__Exercise__: Restate all of the material, keeping every line identical to the original.

__Entries supplied__:
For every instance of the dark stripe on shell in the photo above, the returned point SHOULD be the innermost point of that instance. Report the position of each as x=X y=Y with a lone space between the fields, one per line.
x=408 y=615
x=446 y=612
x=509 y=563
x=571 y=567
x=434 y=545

__Solution__:
For every instance of the dark stripe on shell in the photo above, the returned point SHOULD be the innermost point of that instance. Report the position of each as x=X y=Y with a lone space between the fields, one per line.
x=408 y=615
x=446 y=612
x=509 y=563
x=571 y=567
x=434 y=545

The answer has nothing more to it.